To do: Since only the written part is wanted, repeat the records exactly and omit the pictures.

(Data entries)
Content starts

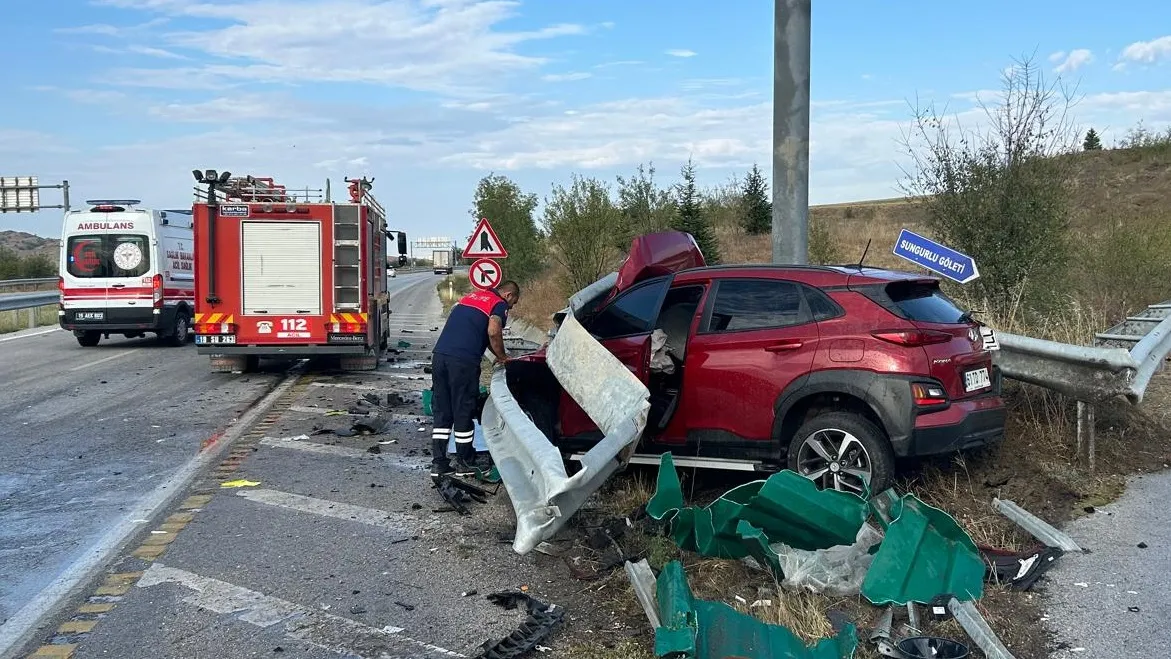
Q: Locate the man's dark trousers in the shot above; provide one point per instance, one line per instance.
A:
(454, 395)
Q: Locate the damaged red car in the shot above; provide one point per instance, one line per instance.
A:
(834, 372)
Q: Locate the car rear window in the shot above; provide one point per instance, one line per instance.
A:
(924, 302)
(108, 255)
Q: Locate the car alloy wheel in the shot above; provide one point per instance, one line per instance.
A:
(835, 459)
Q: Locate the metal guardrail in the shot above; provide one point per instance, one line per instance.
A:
(15, 301)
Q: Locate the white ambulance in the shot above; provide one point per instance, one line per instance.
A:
(127, 270)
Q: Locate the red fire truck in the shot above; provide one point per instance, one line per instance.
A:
(288, 274)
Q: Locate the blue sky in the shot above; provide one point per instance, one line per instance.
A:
(124, 97)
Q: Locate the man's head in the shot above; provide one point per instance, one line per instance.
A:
(511, 293)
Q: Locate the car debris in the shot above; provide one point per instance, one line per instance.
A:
(1036, 527)
(539, 623)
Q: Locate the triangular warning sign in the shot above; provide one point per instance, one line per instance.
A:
(484, 244)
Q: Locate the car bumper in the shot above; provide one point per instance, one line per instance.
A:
(963, 425)
(117, 320)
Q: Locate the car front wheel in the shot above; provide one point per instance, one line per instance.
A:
(843, 451)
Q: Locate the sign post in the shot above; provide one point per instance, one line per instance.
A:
(937, 258)
(484, 246)
(22, 194)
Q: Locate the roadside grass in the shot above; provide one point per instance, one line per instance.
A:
(18, 320)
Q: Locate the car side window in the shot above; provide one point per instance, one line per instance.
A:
(631, 313)
(748, 304)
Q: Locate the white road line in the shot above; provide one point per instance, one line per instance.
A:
(22, 625)
(326, 631)
(29, 335)
(326, 508)
(340, 451)
(104, 359)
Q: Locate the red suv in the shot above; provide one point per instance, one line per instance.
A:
(830, 371)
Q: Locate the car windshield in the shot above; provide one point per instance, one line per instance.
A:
(108, 255)
(924, 302)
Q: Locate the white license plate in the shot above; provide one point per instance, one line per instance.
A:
(977, 379)
(206, 338)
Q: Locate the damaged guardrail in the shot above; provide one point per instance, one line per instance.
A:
(543, 494)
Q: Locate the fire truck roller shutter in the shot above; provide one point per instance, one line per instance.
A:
(281, 267)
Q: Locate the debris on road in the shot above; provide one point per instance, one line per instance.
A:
(697, 629)
(539, 623)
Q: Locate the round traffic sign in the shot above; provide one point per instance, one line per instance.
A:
(485, 274)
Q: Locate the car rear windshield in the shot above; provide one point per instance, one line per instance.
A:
(108, 255)
(924, 302)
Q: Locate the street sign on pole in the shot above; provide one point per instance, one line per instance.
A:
(937, 258)
(22, 194)
(485, 274)
(484, 242)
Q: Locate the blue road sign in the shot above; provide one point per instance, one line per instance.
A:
(937, 258)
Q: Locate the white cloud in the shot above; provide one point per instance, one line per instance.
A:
(1148, 52)
(1074, 61)
(566, 77)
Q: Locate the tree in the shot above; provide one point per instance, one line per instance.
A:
(580, 222)
(999, 193)
(690, 217)
(1093, 142)
(509, 210)
(645, 207)
(757, 208)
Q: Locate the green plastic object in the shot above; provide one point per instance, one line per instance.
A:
(697, 629)
(746, 520)
(924, 554)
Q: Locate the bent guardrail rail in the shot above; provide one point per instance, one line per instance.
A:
(543, 494)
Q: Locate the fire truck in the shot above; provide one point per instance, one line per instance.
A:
(289, 274)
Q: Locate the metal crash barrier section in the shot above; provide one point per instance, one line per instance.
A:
(543, 494)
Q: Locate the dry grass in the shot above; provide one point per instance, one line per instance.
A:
(18, 320)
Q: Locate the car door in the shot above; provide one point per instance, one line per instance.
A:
(624, 328)
(755, 337)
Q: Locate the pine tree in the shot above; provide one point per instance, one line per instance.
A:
(1093, 142)
(757, 208)
(690, 217)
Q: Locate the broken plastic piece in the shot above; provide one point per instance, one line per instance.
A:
(697, 629)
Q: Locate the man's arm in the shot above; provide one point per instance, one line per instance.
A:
(497, 337)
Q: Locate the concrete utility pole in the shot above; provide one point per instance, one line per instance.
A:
(791, 131)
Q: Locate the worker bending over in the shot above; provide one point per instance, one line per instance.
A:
(474, 324)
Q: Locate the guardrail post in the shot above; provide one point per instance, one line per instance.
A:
(1086, 436)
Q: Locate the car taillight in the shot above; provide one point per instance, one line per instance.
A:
(912, 338)
(928, 395)
(157, 290)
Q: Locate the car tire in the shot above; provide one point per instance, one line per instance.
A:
(88, 338)
(861, 452)
(180, 331)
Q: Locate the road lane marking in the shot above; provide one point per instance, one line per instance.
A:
(326, 508)
(104, 359)
(22, 625)
(42, 333)
(320, 629)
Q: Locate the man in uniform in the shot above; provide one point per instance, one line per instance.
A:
(474, 324)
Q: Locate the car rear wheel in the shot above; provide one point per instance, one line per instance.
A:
(843, 451)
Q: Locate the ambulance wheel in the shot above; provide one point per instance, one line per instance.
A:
(180, 331)
(88, 338)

Content ends

Task result:
Q: Locate the man's dark trousers in the shot above; provide one point per instance, one line per instance.
A:
(454, 395)
Q: Locate the damaged red car in the shot above; provide one point per instance, one line per instance.
A:
(834, 372)
Q: Locate the car rear window in the shot above; provide one point per instance, one line per instance.
A:
(924, 302)
(108, 255)
Q: Locate the car alloy wheel in the shot above; provide one point per instance, one line per instance.
A:
(835, 459)
Q: Locate the metal guardrail in the shot above; provide one point per instance, one line per instance.
A:
(15, 301)
Q: Locate the white ambulance in the shot above; provide one point per instance, one line per instance.
A:
(127, 270)
Q: Locate the red fire truck in the shot above; provide one point per instance, one line per instance.
A:
(288, 274)
Q: Locate the blue sky in the shot above; provide one point per instance, one line per instance.
A:
(124, 97)
Q: Locate the man's head in the shot above; provide one point per instance, one line per instance.
A:
(511, 293)
Q: Locate the car debris in the shot above; provide one point per instance, one line per instance.
A:
(1036, 527)
(539, 623)
Q: Locate the triangular warning sign in the shot above; provide one point per instance, one line per instance.
A:
(484, 244)
Q: Locate the car bumper in the shot above; provide one point per instance, one line per instance.
A:
(963, 425)
(117, 320)
Q: Locate the car front wheel in the shot above; provide one point per instance, one line per instance.
A:
(843, 451)
Q: Locate the sign post in the shot above; provide one point per instance, one line per instance.
A:
(937, 258)
(484, 246)
(22, 194)
Q: Locate the roadside grass in the shot above; provide one point per instance, one line per instance.
A:
(18, 320)
Q: Locate the car side window in the shot above; provide one point per instance, one line per instance.
A:
(631, 313)
(748, 304)
Q: Locate the white road line in the shot above; provide one point per instance, one line per instance.
A:
(22, 625)
(326, 631)
(29, 335)
(326, 508)
(340, 451)
(104, 359)
Q: Locate the red suv in the shot above; provide one point per instance, one line per instance.
A:
(830, 371)
Q: Locate the car windshield in the shot above; provide one point per instance, one line per instance.
A:
(108, 255)
(924, 302)
Q: Locate the white license plate in the shot above; provide one point per instance, one line per instance.
A:
(977, 379)
(206, 338)
Q: Locate the damaged guardrail in the shot above; provide one point per instance, one line per instance.
A:
(543, 494)
Q: Locate the fire truck roller shutter in the shot above; provide one point per instance, one line per instance.
A:
(281, 267)
Q: Locate the debris on road in the shot above; provide one point per instance, one line per instance.
A:
(697, 629)
(539, 623)
Q: Locate the round traffic sign in the shot above; provide one point per instance, one line per instance.
A:
(485, 274)
Q: Locate the car rear windshield in the shot above; provide one point per instance, one line per instance.
A:
(108, 255)
(924, 302)
Q: Locate the street sign on pole in the shot above; provide one point per instance, one line per instance.
A:
(937, 258)
(22, 194)
(485, 274)
(484, 242)
Q: Locate the blue road sign in the shot above; provide one point per instance, one line per instance.
A:
(937, 258)
Q: Locate the white cloud in the shot above; provide one point per instance, one line per instance.
A:
(1148, 52)
(1074, 61)
(566, 77)
Q: Locate the tree in the shot above; provide one point per instance, one line per instance.
A:
(580, 222)
(999, 193)
(690, 217)
(1093, 142)
(509, 210)
(645, 207)
(757, 208)
Q: Locate the green plastic object in the shot above; provide one point per instance, one line per instance.
A:
(697, 629)
(746, 520)
(924, 554)
Q: Locate the bent guardrail rail in the shot above; provide one point per instance, one line per instance.
A:
(543, 494)
Q: Locate the fire truck in the shot above; provide one point per instance, one line per instance.
A:
(289, 274)
Q: Locate the metal crash barrier section in the shot above; provide one point per instance, one line per instance.
A:
(543, 494)
Q: Locate the dry grass in the shot above; provide one point per instance, one line per instance.
A:
(18, 320)
Q: Locate the car door in the shot above; provide one point per instance, one line per instance.
A:
(624, 328)
(755, 337)
Q: Locate the pine tree in the shot above; provide one point per instance, one line per instance.
A:
(1093, 142)
(757, 208)
(690, 217)
Q: Locate the broken plastic piece in the shot above; provide one point per instance, one line per instance.
A:
(697, 629)
Q: Locate the man's arm in the shot above; provide one point per instance, one line per instance.
A:
(497, 337)
Q: Locate the concrete utility pole in the shot above; provide one point per instance, one line per instance.
A:
(791, 131)
Q: Locate the worker bending over in the shot above; provide one point per instance, one line per instance.
A:
(474, 324)
Q: Locate the guardrail post in the shot above; provide one point per instance, one line per instance.
A:
(1086, 436)
Q: Locate the car taillight in the shot above; provide one point per instance, one line per instance.
A:
(912, 338)
(928, 395)
(157, 290)
Q: Locate the car tire in the shot above; provide one point per instance, one line per instance.
A:
(88, 338)
(861, 452)
(180, 331)
Q: Locate the road lane marking in the shot above; provide one point per instance, one line per instance.
A:
(326, 508)
(104, 359)
(22, 625)
(42, 333)
(320, 629)
Q: Locate the man in uniform in the shot above; provide one point per instance, one line per instance.
A:
(474, 324)
Q: Locate the car rear wheel in the shot above; provide one point per instance, one line per instance.
A:
(843, 451)
Q: Locate the ambulance wheel in the shot above; provide one point per instance, one line per instance.
A:
(180, 331)
(88, 338)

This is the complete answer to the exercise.